● Excerpt provided
--- START ---
Psychometric Validation of the Role Function Restrictive Domain of the Migraine Specific Quality‐of‐Life Questionnaire Version 2.1 Electronic Patient‐Reported Outcome in Patients With Episodic and Chronic Migraine



To assess the measurement properties of the Migraine‐Specific Quality of Life Questionnaire version 2.1 (MSQv2.1) electronic patient‐reported outcome (ePRO) Role Function‐Restrictive (RFR) domain to evaluate the functional impact of migraine in patients with episodic (EM) or chronic migraine (CM) enrolled in clinical trials.


The 7‐item MSQv2.1 ePRO RFR measures the functional impact of migraine on relationships with family and friends, leisure time, work or daily activities, productivity, concentration, tiredness, and energy. Measurement properties of the RFR were assessed using data from 2 EM (CGAG [n = 851] and CGAH [n = 909]) and 1 CM (CGAI [n = 1090]) Phase 3 galcanezumab clinical trials. Anchor‐ and distribution‐based analyses were utilized to derive a responder threshold for clinical interpretation of change over time. The Migraine Disability Assessment (MIDAS), Patient Global Impression of Severity (PGI‐S), Patient Global Impression of Improvement (PGI‐I), and migraine headache days (MHD) served as anchors. Responsiveness and responder threshold analyses were completed from baseline to the average of months 4‐6 for EM studies, and from baseline to month 3 for the CM study; timeframes selected were based on the primary endpoints in these studies.


Cronbach’s alpha values for internal consistency reliability were 0.93, 0.92, and 0.92, for CGAG, CGAH, and CGAI, respectively. Test–retest reliability intra‐class correlation coefficients were 0.82 and 0.84 for CGAG and CGAH, and 0.85 for CGAI in stable patients. Convergent validity was supported by moderate to strong correlations (≥0.30) between the RFR and both MIDAS and PGI‐S. Known‐groups validity was established between subgroups stratified by baseline PGI‐S and MHD (P < .05; δ = 0.35‐1.96). For the EM studies, anchor variables suggested a change of ≥25 points (equivalent to 9 points/state changes on raw scale) in the RFR was an appropriate threshold to interpret a treatment benefit. For the CM study a change of ≥17.14 points (6 points/state changes on raw scale) was an appropriate threshold. In all 3 studies, significantly (P < .01) more galcanezumab patients achieved the responder definition thresholds, as compared to placebo (odds ratios of 1.98, 2.45, 2.27, 2.44, 1.64, and 1.66 for the 120 and 240 mg arms in the CGAG, CGAH, and CGAI trials, respectively).


The MSQv2.1 ePRO RFR has sufficient reliability, validity, responsiveness, and appropriate interpretation standards for use in EM and CM clinical trials to assess the functional impact of migraine.
--- END ---
● Raw data
--- START ---
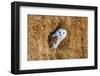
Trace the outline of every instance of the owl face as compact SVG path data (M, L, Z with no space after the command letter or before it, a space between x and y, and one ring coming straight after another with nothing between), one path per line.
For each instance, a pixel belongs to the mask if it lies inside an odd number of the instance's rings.
M59 38L64 39L67 35L67 31L63 28L60 28L56 31L56 34Z

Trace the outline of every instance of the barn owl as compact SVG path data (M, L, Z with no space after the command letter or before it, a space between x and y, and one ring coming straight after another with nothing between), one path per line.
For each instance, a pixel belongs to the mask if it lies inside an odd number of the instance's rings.
M58 48L62 40L67 36L67 30L60 28L54 34L51 35L49 44L52 48Z

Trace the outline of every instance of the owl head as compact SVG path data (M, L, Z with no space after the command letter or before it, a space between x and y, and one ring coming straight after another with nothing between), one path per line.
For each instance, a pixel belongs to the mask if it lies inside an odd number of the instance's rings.
M60 28L56 31L56 35L61 38L61 39L64 39L67 35L67 30L64 29L64 28Z

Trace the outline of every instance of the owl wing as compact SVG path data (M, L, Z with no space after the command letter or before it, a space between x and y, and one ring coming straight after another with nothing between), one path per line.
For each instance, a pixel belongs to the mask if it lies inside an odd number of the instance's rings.
M52 36L50 37L50 39L49 39L49 46L52 47L53 44L56 44L56 43L57 43L57 41L58 41L58 37L52 35Z

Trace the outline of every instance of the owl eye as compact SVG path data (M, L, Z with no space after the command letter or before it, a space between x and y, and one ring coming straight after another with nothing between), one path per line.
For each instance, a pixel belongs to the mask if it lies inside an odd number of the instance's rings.
M65 32L63 32L63 34L65 34Z

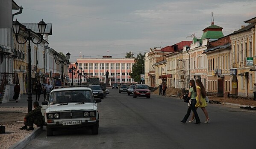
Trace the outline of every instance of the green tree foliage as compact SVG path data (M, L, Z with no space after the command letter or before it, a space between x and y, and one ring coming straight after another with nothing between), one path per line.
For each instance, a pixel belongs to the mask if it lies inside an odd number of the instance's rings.
M126 56L124 57L126 58L134 58L134 57L133 56L133 53L131 51L130 51L129 52L126 53Z
M141 81L141 74L144 74L145 53L142 54L139 53L137 55L137 57L135 58L134 61L135 63L132 65L132 72L131 74L131 77L134 80L134 81L139 82Z

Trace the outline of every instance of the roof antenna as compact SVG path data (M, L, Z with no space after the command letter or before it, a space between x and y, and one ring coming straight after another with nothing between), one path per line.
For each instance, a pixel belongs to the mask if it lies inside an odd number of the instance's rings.
M212 25L214 25L214 18L213 17L213 12L212 12Z

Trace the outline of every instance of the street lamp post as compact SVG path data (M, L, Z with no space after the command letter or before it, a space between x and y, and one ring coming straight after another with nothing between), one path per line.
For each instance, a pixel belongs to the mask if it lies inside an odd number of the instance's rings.
M79 74L80 74L79 73L79 70L77 70L77 85L79 86Z
M68 61L66 60L66 59L65 59L65 60L63 60L63 58L62 57L61 57L61 59L62 60L59 60L59 63L57 63L57 58L58 58L58 54L56 53L54 53L53 54L53 57L54 57L54 60L55 60L55 63L56 63L56 64L57 65L59 65L61 63L62 64L62 76L61 76L61 80L62 80L62 82L63 82L63 64L64 64L64 65L67 65L68 63L69 63L69 58L70 58L70 54L68 52L68 53L67 53L67 54L66 55L66 57L65 57L65 58L67 58L67 59L68 60Z
M12 27L14 33L15 34L15 37L17 42L21 44L24 44L27 41L29 41L28 46L28 112L29 112L32 111L32 94L31 92L32 88L32 78L31 78L31 42L34 43L35 44L38 44L41 43L43 41L44 34L44 32L45 31L45 28L46 27L47 24L42 20L37 24L38 28L39 29L39 33L40 34L40 38L39 41L37 43L34 42L34 40L35 38L31 33L31 30L30 29L27 29L24 27L24 26L21 25L17 19L12 23ZM24 32L27 34L27 36L25 36L24 37L25 41L24 43L20 43L18 40L18 36L20 32L20 30L21 26L23 28L25 28L24 30Z

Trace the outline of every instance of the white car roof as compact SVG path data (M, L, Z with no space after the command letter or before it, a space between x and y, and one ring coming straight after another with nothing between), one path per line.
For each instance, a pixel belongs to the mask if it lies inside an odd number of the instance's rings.
M52 92L60 92L60 91L77 91L81 90L89 90L91 91L91 89L89 87L67 87L60 89L53 89Z

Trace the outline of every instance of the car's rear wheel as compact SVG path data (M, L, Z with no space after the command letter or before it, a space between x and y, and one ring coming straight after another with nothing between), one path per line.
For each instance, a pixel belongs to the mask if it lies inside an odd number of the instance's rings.
M92 126L91 128L91 134L92 135L98 135L99 133L99 122Z
M53 135L53 129L49 127L46 127L46 136L52 136Z

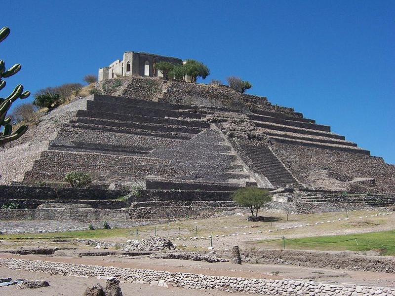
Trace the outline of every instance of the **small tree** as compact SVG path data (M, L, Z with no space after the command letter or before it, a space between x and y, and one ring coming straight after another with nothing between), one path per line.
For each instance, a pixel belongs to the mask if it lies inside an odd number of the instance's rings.
M57 107L60 102L60 95L59 94L48 93L35 97L34 101L33 101L33 105L51 109Z
M258 210L265 203L272 201L272 197L267 190L256 187L244 187L238 189L232 195L233 201L242 207L247 207L254 216L258 217Z
M169 77L169 74L174 69L175 66L170 62L159 62L155 64L155 69L160 70L163 74L163 78L167 80Z
M202 63L195 60L187 60L184 68L185 74L191 77L191 82L196 82L199 77L206 79L210 74L210 69Z
M72 187L75 188L89 187L92 184L92 178L90 175L83 172L67 173L65 176L65 181L69 183Z
M226 78L226 80L229 86L241 93L252 87L252 84L249 81L243 81L241 78L236 76L229 76Z
M88 84L94 83L97 81L97 75L94 74L87 74L83 76L83 81Z
M222 84L222 81L221 81L219 79L212 79L211 81L210 81L210 84L211 85L215 85L216 86L218 86Z
M184 79L184 76L185 76L185 69L183 65L175 66L173 70L169 73L169 78L176 80L182 80Z

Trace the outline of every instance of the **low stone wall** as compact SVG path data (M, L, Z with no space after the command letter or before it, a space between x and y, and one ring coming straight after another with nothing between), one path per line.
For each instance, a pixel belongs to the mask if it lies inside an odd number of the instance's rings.
M147 180L146 182L147 189L182 190L203 190L217 191L232 191L239 188L237 186L228 186L210 183L177 183L171 181Z
M55 220L95 221L129 220L127 209L40 209L38 210L0 210L0 220Z
M395 295L389 288L358 287L355 285L321 284L289 280L265 280L208 276L194 273L169 272L149 269L86 265L48 261L0 258L0 266L17 270L45 272L50 274L88 277L115 277L139 284L164 281L167 285L193 290L216 289L227 292L243 292L267 295Z
M395 257L358 255L351 251L260 249L243 252L241 257L248 263L395 273Z
M115 199L127 193L127 190L122 190L0 185L0 198L4 199L98 200Z
M70 204L78 204L87 205L94 209L122 209L128 208L130 204L124 200L81 200L81 199L8 199L0 198L0 206L1 205L9 205L14 203L18 205L18 209L35 210L37 207L42 204L59 203L69 205Z
M232 204L233 203L229 203ZM224 206L219 203L219 206ZM233 211L235 207L226 206L180 206L180 207L146 207L132 208L128 210L132 219L179 219L192 218L208 218L213 214Z

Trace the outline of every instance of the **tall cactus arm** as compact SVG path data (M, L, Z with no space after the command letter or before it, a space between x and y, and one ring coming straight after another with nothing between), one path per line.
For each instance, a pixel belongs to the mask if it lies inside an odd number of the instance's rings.
M4 27L0 29L0 42L1 42L7 37L7 36L9 35L10 32L11 32L11 30L7 27Z
M27 130L28 130L27 127L24 125L16 130L16 131L12 135L0 137L0 146L2 146L11 141L15 141L19 139L19 137L26 132Z
M11 101L11 103L14 103L14 101L18 99L22 94L22 93L23 92L23 85L22 84L18 84L15 88L14 89L14 90L12 91L12 92L11 93L11 94L7 97L5 98L5 100L9 100Z
M6 27L0 29L0 42L7 37L10 32L9 28ZM5 63L2 60L0 60L0 90L5 86L5 80L2 78L6 78L14 75L21 70L21 68L20 64L15 64L6 70ZM0 146L17 139L27 130L27 127L23 126L13 133L12 126L10 124L11 118L7 116L7 112L9 110L11 105L18 98L25 99L30 95L30 91L28 90L23 91L23 86L22 84L18 84L9 96L5 98L0 98L0 127L4 127L2 132L0 132Z
M5 86L5 80L0 79L0 90L1 90Z
M10 124L7 124L4 127L4 136L9 136L12 133L12 126Z
M5 63L2 60L0 60L0 77L1 74L5 71Z
M20 64L15 64L6 71L3 72L1 77L7 77L16 74L21 70L22 65Z

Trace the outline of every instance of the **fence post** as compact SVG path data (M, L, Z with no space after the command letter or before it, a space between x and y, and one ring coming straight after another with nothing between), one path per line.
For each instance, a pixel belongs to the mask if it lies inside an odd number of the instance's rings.
M213 246L213 232L211 231L211 247Z

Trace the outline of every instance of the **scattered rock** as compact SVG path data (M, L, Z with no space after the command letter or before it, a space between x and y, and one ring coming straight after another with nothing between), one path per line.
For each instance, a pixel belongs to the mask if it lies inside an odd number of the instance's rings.
M161 251L174 250L174 245L169 240L161 237L151 236L141 242L134 241L127 245L124 251Z
M178 259L181 260L192 260L193 261L205 261L209 263L217 262L228 262L229 260L223 258L216 257L212 254L199 254L194 252L162 253L153 254L151 258L161 259Z

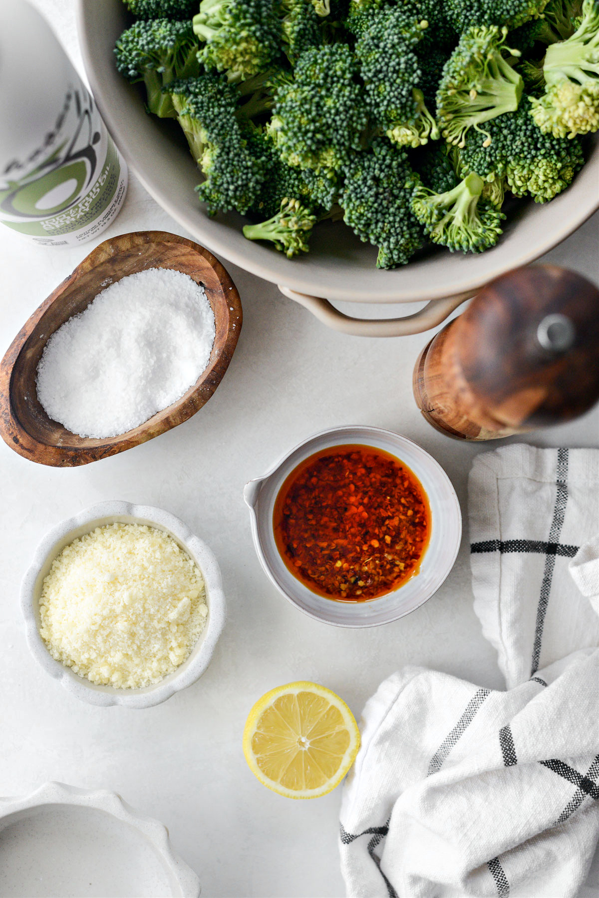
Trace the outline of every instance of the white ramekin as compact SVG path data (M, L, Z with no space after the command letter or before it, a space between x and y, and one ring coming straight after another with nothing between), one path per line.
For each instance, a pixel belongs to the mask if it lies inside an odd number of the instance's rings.
M115 689L98 686L75 674L52 657L40 635L40 596L44 577L52 561L65 546L96 527L108 524L145 524L172 536L196 562L206 584L208 615L206 625L189 657L160 682L142 689ZM21 587L21 609L25 619L27 644L31 655L50 676L59 680L65 689L91 705L124 705L127 708L151 708L186 689L205 672L218 640L225 617L220 569L212 550L199 537L174 515L151 506L129 502L101 502L57 524L38 546L31 565Z
M273 530L275 501L288 474L313 453L347 444L383 449L407 464L424 487L432 520L430 540L418 574L386 595L358 603L327 599L296 579L281 559ZM462 513L446 473L418 444L380 427L357 425L315 434L292 449L263 477L250 480L243 498L250 508L256 552L271 582L300 611L337 627L375 627L419 608L444 582L460 548Z
M0 798L0 838L3 894L23 894L23 876L31 885L35 879L36 894L79 898L123 894L123 889L153 898L198 898L201 891L196 874L173 851L166 827L115 792L49 782L28 796Z

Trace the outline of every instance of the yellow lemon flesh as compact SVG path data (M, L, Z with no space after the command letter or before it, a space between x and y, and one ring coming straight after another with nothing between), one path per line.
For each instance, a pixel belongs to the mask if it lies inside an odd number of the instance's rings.
M339 695L315 682L272 689L250 711L243 753L260 781L287 798L316 798L354 762L360 733Z

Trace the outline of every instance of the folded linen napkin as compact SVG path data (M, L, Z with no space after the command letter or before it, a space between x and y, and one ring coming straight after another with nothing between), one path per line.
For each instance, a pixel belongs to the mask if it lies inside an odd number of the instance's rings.
M508 691L411 667L369 700L341 806L351 898L579 892L599 837L598 481L595 450L476 459L475 610Z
--- END ---
● Assignment 1
Reproduce the part of the migraine questionnaire abstract from "Psychometric Validation of" to "in clinical trials.".
● Assignment 2
Using the migraine questionnaire abstract, answer the following:
(a) How many items make up the MSQv2.1 ePRO RFR?
(b) What Cronbach's alpha value was reported for CGAH?
(c) What change in the RFR was an appropriate threshold for the CM study?

● Task result 1
Psychometric Validation of the Role Function Restrictive Domain of the Migraine Specific Quality‐of‐Life Questionnaire Version 2.1 Electronic Patient‐Reported Outcome in Patients With Episodic and Chronic Migraine



To assess the measurement properties of the Migraine‐Specific Quality of Life Questionnaire version 2.1 (MSQv2.1) electronic patient‐reported outcome (ePRO) Role Function‐Restrictive (RFR) domain to evaluate the functional impact of migraine in patients with episodic (EM) or chronic migraine (CM) enrolled in clinical trials.

● Task result 2
(a) 7
(b) 0.92
(c) A change of ≥17.14 points (6 points/state changes on the raw scale)